> [PROBLEM TO WORK ON]: The required output is the line containing "[locate] woman in" followed by every later line through the end of the data, all reproduced exactly.
☆ ☆ ☆ ☆ ☆ ☆ ☆
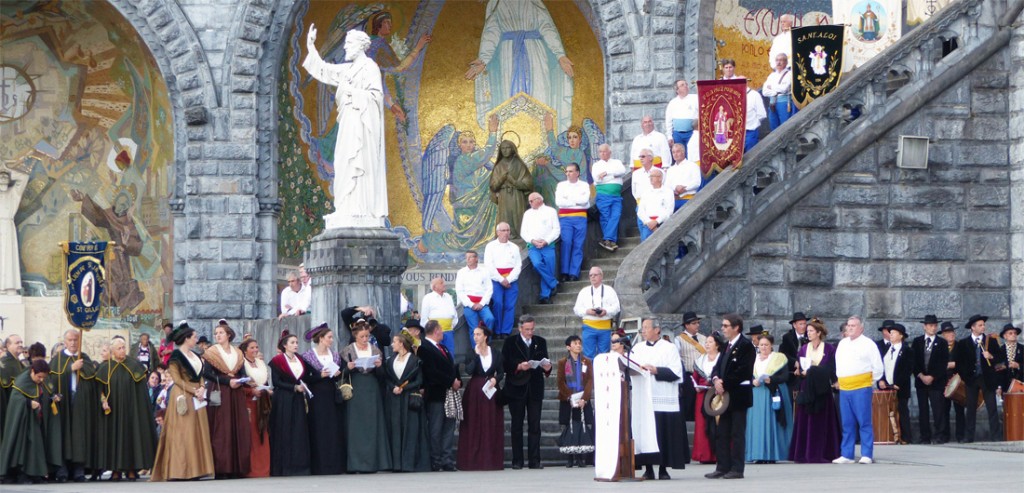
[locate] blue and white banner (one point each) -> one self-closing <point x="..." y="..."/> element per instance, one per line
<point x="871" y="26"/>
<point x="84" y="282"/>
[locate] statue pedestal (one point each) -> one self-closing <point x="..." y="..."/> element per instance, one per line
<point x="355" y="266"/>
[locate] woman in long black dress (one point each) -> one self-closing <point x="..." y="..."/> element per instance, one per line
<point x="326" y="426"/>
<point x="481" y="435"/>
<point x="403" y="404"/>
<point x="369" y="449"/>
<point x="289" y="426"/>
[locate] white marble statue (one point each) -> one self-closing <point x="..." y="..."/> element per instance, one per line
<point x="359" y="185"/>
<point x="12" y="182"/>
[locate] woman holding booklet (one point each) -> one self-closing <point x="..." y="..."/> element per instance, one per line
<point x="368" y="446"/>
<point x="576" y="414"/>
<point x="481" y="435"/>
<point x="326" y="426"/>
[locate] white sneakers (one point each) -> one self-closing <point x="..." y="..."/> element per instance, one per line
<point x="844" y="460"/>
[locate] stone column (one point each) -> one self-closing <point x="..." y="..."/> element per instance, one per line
☆ ☆ ☆ ☆ ☆ ☆ ☆
> [OUTPUT BELOW]:
[locate] woman in long black dress (one point each) -> one self-closing <point x="..." y="..."/> element per instance, one per line
<point x="326" y="426"/>
<point x="481" y="435"/>
<point x="403" y="404"/>
<point x="369" y="449"/>
<point x="289" y="426"/>
[locate] white marble statue (one point each) -> one self-closing <point x="..." y="..."/> element per instance, one per line
<point x="359" y="185"/>
<point x="12" y="182"/>
[locate] woman holding booklet (one point each) -> one self-closing <point x="..." y="..."/> element per instance, one per line
<point x="368" y="446"/>
<point x="576" y="414"/>
<point x="481" y="435"/>
<point x="326" y="426"/>
[locate] white sneakers (one point each) -> one self-closing <point x="..." y="..."/> element per instance, one per line
<point x="844" y="460"/>
[locate] stone column (one point each) -> one self-closing <point x="..." y="..."/> element per instance, one per line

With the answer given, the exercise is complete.